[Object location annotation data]
========
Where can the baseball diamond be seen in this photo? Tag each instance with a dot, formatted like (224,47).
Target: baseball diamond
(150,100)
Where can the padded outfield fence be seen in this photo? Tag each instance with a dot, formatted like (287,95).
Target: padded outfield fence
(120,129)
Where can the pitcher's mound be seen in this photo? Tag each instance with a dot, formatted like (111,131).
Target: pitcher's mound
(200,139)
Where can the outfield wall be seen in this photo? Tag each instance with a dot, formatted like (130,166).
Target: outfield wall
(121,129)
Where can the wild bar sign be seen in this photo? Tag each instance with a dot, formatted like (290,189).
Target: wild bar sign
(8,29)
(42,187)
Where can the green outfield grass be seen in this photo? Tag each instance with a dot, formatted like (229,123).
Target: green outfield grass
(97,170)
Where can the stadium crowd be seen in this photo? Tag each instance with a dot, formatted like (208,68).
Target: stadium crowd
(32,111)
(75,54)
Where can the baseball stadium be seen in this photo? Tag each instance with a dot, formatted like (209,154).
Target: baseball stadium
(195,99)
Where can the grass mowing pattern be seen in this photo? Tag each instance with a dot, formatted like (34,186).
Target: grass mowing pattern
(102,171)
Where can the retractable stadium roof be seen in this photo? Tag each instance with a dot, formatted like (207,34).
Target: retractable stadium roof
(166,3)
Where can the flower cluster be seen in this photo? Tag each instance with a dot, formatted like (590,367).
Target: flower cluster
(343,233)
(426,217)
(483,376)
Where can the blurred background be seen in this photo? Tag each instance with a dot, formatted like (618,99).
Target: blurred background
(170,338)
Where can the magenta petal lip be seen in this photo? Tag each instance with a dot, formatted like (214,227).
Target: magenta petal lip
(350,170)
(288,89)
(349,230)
========
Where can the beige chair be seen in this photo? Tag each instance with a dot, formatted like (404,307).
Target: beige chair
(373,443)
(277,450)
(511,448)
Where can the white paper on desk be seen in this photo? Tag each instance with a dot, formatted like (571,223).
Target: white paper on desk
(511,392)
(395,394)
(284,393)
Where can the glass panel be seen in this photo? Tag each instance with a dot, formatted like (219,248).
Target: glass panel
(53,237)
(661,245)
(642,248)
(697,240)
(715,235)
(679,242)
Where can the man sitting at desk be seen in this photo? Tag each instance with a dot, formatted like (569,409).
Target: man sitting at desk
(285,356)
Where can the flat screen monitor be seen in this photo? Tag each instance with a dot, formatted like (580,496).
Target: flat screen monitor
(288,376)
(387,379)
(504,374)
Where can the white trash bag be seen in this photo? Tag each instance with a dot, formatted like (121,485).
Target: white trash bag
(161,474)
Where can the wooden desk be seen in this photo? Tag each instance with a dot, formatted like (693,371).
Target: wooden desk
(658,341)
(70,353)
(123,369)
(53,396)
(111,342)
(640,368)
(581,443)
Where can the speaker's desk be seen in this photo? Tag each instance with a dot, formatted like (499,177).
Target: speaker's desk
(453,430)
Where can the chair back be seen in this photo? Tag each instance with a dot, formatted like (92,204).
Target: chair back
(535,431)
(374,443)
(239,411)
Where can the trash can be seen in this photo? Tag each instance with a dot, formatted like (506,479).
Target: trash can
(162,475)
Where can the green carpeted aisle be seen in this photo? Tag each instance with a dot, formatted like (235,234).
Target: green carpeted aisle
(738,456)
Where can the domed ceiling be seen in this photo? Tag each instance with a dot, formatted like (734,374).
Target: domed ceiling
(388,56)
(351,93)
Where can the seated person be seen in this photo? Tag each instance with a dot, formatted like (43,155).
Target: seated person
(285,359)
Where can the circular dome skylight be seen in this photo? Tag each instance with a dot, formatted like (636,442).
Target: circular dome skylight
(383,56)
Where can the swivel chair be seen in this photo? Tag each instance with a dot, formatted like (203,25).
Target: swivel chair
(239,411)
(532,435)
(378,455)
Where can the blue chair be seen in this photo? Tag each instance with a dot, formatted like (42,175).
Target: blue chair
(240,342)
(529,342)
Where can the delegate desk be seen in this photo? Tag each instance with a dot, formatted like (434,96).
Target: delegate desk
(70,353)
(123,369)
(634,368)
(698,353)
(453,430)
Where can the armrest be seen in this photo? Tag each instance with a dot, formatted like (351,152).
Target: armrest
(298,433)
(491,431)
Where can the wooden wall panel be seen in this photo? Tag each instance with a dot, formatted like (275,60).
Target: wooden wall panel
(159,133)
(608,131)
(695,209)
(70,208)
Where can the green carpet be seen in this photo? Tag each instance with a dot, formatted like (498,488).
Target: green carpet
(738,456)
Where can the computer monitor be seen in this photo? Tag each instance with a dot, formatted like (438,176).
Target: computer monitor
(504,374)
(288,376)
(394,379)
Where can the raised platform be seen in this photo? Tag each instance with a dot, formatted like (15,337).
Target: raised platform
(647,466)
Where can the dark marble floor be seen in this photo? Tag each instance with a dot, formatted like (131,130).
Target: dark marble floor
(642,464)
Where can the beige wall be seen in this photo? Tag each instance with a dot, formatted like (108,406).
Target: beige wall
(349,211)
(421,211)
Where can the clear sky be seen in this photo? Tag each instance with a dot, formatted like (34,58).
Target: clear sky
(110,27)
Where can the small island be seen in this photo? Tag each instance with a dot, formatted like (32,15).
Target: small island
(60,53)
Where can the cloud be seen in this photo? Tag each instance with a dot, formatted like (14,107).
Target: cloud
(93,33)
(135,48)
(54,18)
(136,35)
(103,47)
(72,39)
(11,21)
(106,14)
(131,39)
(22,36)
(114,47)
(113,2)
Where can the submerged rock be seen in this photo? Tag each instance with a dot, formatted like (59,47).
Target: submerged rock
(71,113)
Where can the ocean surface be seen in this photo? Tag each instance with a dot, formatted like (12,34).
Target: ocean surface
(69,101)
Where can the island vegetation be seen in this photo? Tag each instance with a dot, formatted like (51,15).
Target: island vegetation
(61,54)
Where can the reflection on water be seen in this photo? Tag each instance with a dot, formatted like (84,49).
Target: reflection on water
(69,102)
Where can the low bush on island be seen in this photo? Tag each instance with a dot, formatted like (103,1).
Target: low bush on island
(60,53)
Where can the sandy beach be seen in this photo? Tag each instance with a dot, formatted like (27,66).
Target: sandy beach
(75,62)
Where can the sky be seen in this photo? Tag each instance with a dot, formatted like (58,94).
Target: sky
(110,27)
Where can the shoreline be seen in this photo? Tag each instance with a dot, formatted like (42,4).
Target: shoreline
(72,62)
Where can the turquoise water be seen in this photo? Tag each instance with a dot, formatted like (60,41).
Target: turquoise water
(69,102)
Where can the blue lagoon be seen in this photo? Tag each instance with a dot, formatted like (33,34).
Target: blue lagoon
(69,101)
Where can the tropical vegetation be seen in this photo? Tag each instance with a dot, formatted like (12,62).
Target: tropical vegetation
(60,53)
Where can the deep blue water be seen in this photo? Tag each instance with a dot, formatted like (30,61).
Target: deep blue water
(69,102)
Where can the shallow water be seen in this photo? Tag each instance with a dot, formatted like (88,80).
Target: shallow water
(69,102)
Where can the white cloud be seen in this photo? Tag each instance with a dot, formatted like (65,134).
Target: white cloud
========
■ **Exercise task**: Count the lines in the data above that include the word "green". Reply with the number alone.

■ **Answer to the exercise**: 6